▶ THE TASK
Decide whether each statement agrees with the passage on FDA drug review times: 1. The Prescription Drug User Fee Act dates from 1992. 2. The FDA promised to review priority cases within 12 months. 3. Jerry Avorn is a professor at Harvard Medical School. For each, answer yes or no and quote the words from the passage that decide it.

ProPublica noted that when the FDA’s responsibilities expanded in the 1970s, the review times for new drug approvals began to lag to more than 35 months on the average. The AIDS crisis came soon after, leading activists to accuse the FDA of holding back cures and then press the agency for faster drug approval times. One of the then activists, now an assistant professor of epidemiology at Yale, said they were desperate back then and naively thought there were drugs behind the FDA approval curtain being held back by its slow process. “Thirty years of our rash thinking has led us to a place where we know less and less about the drugs that we pay more and more for.”
The activists’ protests helped bring about the Prescription Drug User Fee Act in 1992, which began drug industry contributions to fund FDA salaries. In return, the FDA promised to speed up review times for drugs—within 12 months for normal applications, and 6 months for priority cases. You can probably guess what happened. The more the FDA relied upon industry fees to pay for drug reviews, the greater was its tendency towards approval. “The virginity was lost in ’92,” according to Jerry Avorn, who is a professor at Harvard Medical School. “Once you have that paying relationship, it creates a dynamic that’s not a healthy one.”

▶ PROVIDED RECORDS

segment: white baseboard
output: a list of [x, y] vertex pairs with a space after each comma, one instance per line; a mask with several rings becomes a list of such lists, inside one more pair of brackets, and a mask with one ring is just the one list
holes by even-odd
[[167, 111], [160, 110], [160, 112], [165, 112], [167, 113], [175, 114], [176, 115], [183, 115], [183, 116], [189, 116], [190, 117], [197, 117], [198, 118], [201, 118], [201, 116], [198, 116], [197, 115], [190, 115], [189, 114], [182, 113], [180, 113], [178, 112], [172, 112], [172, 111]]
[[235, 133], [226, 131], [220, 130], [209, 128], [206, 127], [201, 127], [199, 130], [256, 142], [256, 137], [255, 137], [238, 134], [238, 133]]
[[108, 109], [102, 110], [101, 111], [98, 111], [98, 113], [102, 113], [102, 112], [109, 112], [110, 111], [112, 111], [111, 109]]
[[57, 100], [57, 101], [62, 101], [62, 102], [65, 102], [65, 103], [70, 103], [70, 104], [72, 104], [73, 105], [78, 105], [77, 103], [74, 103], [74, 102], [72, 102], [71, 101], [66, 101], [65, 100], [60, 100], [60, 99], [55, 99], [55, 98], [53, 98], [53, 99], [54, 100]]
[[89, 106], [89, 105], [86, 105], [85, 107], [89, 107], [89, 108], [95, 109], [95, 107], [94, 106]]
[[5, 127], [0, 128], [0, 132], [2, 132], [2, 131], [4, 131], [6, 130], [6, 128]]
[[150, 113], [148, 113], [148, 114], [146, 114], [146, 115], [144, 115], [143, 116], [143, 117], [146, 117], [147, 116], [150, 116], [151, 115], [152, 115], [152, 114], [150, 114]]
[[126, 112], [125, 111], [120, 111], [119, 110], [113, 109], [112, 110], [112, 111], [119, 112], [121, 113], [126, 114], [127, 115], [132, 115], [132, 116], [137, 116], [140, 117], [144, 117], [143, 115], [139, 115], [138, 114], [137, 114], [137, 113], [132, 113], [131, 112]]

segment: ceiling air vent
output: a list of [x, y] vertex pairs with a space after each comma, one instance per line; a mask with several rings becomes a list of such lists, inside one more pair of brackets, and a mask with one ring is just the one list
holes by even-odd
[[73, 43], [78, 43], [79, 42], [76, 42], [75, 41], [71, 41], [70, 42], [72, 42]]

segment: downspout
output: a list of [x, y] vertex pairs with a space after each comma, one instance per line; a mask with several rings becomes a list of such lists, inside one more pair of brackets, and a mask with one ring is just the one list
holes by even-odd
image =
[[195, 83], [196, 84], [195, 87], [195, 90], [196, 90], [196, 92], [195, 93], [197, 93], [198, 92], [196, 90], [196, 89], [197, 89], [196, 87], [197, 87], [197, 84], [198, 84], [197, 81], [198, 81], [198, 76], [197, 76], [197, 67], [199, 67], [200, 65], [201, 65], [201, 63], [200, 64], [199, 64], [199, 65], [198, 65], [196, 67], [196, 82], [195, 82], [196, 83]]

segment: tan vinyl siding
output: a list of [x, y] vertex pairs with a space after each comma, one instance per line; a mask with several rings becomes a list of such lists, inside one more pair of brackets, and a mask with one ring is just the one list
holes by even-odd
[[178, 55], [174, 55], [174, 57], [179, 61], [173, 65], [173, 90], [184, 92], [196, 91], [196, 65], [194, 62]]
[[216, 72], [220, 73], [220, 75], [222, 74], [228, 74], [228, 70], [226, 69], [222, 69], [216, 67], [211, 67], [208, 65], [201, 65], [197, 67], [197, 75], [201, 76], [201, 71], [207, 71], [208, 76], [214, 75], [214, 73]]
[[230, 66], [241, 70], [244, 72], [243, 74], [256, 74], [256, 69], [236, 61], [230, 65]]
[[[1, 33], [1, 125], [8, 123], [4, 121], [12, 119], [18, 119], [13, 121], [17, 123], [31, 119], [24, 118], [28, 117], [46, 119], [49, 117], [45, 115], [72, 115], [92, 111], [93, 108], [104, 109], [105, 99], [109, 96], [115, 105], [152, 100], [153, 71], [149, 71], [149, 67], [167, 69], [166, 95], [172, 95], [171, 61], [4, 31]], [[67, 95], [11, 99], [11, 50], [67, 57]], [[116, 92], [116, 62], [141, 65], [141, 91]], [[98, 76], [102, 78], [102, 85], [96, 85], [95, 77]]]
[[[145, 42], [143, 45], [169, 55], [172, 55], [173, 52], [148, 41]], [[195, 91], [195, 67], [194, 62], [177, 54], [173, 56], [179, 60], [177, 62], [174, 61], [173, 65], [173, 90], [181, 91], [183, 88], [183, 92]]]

▶ PROBLEM SOLUTION
1. Yes: "the Prescription Drug User Fee Act in 1992"
2. No: "within 12 months for normal applications, and 6 months for priority cases"
3. Yes: "Jerry Avorn, who is a professor at Harvard Medical School"